The problem = Pull each line holding the word "house" from the data.

============================================================

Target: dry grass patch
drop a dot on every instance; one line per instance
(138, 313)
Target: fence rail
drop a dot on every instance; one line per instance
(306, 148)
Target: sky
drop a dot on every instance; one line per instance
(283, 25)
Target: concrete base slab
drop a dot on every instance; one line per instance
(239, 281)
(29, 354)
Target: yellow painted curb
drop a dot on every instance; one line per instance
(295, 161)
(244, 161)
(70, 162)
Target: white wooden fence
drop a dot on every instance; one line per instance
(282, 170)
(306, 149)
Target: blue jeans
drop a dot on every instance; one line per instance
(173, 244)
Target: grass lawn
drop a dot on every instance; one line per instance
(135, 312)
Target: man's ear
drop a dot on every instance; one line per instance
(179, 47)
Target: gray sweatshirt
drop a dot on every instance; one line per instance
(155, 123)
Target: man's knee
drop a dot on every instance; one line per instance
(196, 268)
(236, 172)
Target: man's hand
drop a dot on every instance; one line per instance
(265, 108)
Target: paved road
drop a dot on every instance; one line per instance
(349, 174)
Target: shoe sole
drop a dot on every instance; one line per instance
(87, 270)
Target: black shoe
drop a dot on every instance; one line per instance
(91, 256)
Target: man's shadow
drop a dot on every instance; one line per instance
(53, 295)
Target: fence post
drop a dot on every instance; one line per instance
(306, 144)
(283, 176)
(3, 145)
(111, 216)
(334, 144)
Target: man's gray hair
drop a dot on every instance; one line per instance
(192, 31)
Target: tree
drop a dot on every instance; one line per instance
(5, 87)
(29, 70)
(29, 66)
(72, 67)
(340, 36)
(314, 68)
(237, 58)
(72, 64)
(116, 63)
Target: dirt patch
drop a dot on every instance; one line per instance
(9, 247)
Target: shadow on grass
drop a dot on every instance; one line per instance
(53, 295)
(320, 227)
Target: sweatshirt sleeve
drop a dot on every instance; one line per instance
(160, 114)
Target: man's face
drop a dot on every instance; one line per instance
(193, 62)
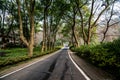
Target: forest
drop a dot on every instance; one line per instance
(91, 27)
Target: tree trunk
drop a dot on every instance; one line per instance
(30, 43)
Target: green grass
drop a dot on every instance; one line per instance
(16, 55)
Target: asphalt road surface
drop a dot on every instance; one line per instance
(56, 67)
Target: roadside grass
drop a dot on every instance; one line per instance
(105, 56)
(16, 55)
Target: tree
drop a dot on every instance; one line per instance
(30, 8)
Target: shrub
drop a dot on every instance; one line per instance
(105, 55)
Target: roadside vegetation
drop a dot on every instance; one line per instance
(16, 55)
(105, 56)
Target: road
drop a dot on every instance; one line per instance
(56, 67)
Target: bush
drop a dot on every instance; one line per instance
(20, 54)
(105, 55)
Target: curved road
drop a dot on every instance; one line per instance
(56, 67)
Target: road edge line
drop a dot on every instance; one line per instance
(80, 70)
(25, 66)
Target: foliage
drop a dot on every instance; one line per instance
(16, 55)
(105, 55)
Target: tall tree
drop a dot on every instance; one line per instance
(30, 8)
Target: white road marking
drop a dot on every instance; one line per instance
(81, 71)
(25, 67)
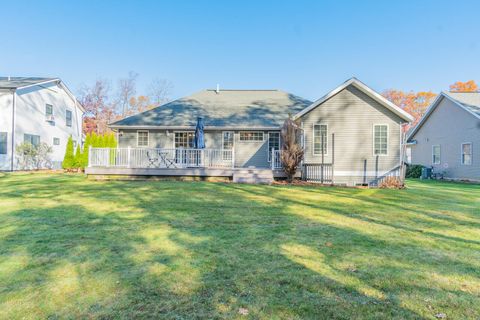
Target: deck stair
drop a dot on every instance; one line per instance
(248, 175)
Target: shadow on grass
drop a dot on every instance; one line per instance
(199, 250)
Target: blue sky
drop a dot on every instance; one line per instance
(304, 47)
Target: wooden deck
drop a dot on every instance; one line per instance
(177, 172)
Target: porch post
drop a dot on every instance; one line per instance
(272, 159)
(128, 157)
(89, 156)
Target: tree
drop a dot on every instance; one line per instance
(100, 111)
(126, 90)
(292, 151)
(415, 103)
(459, 86)
(68, 160)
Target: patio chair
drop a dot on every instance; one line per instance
(152, 159)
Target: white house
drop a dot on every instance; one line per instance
(37, 110)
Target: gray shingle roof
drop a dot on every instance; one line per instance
(18, 82)
(228, 108)
(470, 100)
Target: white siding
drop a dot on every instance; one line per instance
(30, 119)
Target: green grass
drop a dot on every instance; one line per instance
(73, 248)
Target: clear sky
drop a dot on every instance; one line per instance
(303, 47)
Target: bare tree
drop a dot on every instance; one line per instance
(159, 91)
(292, 151)
(126, 90)
(100, 111)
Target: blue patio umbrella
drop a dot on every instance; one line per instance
(199, 142)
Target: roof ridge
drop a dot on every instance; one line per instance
(242, 90)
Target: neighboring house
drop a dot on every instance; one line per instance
(361, 133)
(37, 110)
(447, 137)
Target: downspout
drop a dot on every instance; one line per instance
(14, 103)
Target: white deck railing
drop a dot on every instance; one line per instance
(160, 158)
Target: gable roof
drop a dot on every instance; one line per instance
(469, 101)
(225, 108)
(22, 82)
(365, 89)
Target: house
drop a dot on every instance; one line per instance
(447, 137)
(37, 110)
(351, 136)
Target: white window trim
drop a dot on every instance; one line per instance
(251, 141)
(373, 139)
(313, 139)
(148, 138)
(223, 139)
(471, 153)
(439, 156)
(269, 150)
(180, 131)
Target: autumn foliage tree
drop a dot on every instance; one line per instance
(415, 103)
(104, 105)
(468, 86)
(292, 151)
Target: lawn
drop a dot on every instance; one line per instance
(74, 248)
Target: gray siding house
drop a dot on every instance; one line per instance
(447, 137)
(352, 135)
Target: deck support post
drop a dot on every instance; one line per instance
(89, 156)
(128, 157)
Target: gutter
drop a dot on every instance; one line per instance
(193, 127)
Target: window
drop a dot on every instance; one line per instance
(227, 140)
(251, 136)
(142, 138)
(380, 140)
(3, 143)
(320, 139)
(184, 139)
(32, 139)
(68, 117)
(273, 143)
(48, 110)
(466, 154)
(436, 154)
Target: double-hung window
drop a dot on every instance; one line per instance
(68, 117)
(3, 143)
(251, 136)
(48, 111)
(380, 140)
(467, 154)
(184, 139)
(227, 145)
(142, 138)
(320, 136)
(34, 140)
(273, 143)
(436, 154)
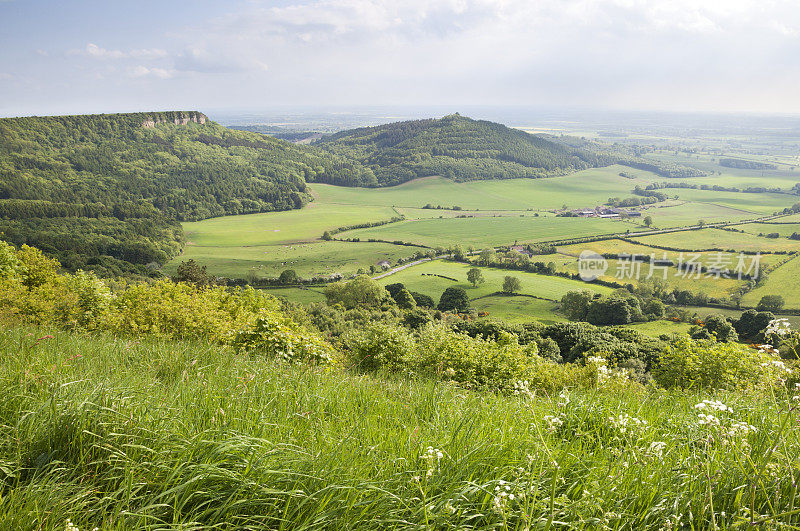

============================================================

Response =
Target: white house
Target: neighboring house
Target: house
Target: gray siding house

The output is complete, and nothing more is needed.